### AIM
Output all of the data below exactly as given.

### RECORDS TO USE
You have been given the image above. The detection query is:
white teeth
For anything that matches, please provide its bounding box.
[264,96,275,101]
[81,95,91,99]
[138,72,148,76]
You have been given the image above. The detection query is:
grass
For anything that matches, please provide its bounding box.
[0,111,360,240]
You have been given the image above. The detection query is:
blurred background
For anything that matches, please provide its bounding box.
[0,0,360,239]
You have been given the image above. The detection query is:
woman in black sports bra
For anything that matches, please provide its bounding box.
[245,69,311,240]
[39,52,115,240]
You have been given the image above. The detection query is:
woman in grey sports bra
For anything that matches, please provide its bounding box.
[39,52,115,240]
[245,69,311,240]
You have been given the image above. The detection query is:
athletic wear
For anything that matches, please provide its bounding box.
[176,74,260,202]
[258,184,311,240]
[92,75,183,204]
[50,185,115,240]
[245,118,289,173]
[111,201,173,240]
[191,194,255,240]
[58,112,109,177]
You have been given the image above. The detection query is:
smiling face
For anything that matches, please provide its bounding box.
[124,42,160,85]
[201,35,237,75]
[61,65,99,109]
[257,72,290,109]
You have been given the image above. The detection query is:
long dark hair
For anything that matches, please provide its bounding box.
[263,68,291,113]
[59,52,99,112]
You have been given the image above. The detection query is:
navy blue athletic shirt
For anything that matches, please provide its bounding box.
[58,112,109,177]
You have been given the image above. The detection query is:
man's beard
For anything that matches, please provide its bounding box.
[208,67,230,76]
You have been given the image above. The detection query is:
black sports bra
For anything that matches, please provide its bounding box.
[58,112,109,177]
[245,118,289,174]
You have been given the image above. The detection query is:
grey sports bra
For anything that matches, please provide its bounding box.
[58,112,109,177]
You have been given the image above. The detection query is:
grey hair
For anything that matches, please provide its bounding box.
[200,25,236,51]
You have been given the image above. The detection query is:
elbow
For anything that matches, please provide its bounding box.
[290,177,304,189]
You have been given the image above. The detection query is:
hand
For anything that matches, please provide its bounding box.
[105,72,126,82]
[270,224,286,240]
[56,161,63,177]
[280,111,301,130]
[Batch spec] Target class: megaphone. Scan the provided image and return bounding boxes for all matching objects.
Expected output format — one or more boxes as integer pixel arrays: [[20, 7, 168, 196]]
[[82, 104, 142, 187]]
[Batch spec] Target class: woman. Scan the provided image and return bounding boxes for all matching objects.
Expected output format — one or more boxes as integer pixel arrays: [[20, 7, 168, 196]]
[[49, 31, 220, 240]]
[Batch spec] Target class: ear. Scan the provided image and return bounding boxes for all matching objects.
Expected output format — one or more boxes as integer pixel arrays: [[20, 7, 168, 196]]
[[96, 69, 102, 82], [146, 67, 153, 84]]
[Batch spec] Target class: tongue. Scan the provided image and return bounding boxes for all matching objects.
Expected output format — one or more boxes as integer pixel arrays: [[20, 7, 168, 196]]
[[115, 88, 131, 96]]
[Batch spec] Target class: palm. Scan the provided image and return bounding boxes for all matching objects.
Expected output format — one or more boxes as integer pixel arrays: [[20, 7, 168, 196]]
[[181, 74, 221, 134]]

### COMPLETE OUTPUT
You have been given the image above. The detection query is:
white teeth
For anything that matches, please provide its bounding box.
[264,96,275,101]
[81,95,91,99]
[138,72,148,76]
You have been given the image above. The detection query is:
grass
For anything that matches, please provide its bounding box.
[0,111,360,240]
You have been given the image above. The detection query is:
blurred background
For anything that matches, please provide its bounding box.
[0,0,360,239]
You have been given the image above. The detection query is:
woman in black sports bra
For anything that matches, please provide its bounding box.
[245,69,311,240]
[39,52,115,240]
You have been given the image above. The detection query is:
woman in grey sports bra
For anything that matches, please provide its bounding box.
[39,52,115,240]
[245,69,311,240]
You have been given the image above. The detection query is:
athletic wear
For anything that matches, please provide its bounding box.
[176,74,260,202]
[258,184,311,240]
[92,75,183,204]
[50,185,115,240]
[245,118,289,173]
[111,201,173,240]
[191,194,255,240]
[58,112,109,177]
You have been given the image above. The detection query is:
smiling face
For anything that matches, please provide its bounding box.
[124,42,160,85]
[201,35,237,75]
[61,65,99,109]
[257,72,290,109]
You have been given the image above. The detection query is:
long dark hair
For anything that matches, please provide its bounding box.
[263,68,291,113]
[59,52,99,112]
You have been given the image above. The detection query is:
navy blue athletic shirt
For anything that matches, please provide its bounding box.
[58,112,109,177]
You have been given the image above. The detection query is:
man's beard
For anything that matches, please provide its bounding box.
[208,67,230,76]
You have been given the image above. The detection query is:
black sports bra
For anything that matches, please provide its bounding box.
[58,112,109,177]
[245,118,289,174]
You have been given the image above. The detection query is:
grey sports bra
For anything that matches, please provide its bounding box.
[58,112,109,177]
You have been given the image above. The detection query is:
grey hair
For anything that matches, please provide its bounding box.
[200,25,236,51]
You have been given the image above. The detection query is:
elbow
For anything that matches, please provide its bounding box.
[290,177,304,189]
You have been given the image above. The detection query is:
hand
For anything that matches, please provide its bounding box.
[105,72,126,82]
[270,224,286,240]
[56,161,63,177]
[280,111,301,130]
[Batch spec] Target class: megaphone. Scan the provided image and return bounding boxes for all matching objects.
Expected output format — one or more boxes as integer pixel arrays: [[20, 7, 168, 196]]
[[82, 104, 142, 187]]
[Batch spec] Target class: woman. Scan the provided image and return bounding boxes for all matching objects.
Expected output format — one or more boxes as integer pixel arrays: [[20, 7, 168, 196]]
[[49, 31, 220, 240]]
[Batch spec] Target class: ear. Scan the provided image and return bounding boxes for all matching objects.
Expected output format — one or more boxes as integer pixel arrays: [[20, 7, 168, 196]]
[[96, 69, 102, 82], [146, 67, 153, 84]]
[Batch spec] Target class: tongue. Scan the provided image and return bounding boxes for all matching objects.
Expected output format — one or more boxes as integer pixel arrays: [[20, 7, 168, 196]]
[[115, 88, 131, 96]]
[Batch spec] Target class: palm. Scan the provided image and return bounding boxes for all matching objects.
Expected output format — one or more boxes as integer pixel arrays: [[20, 7, 168, 196]]
[[181, 74, 221, 134]]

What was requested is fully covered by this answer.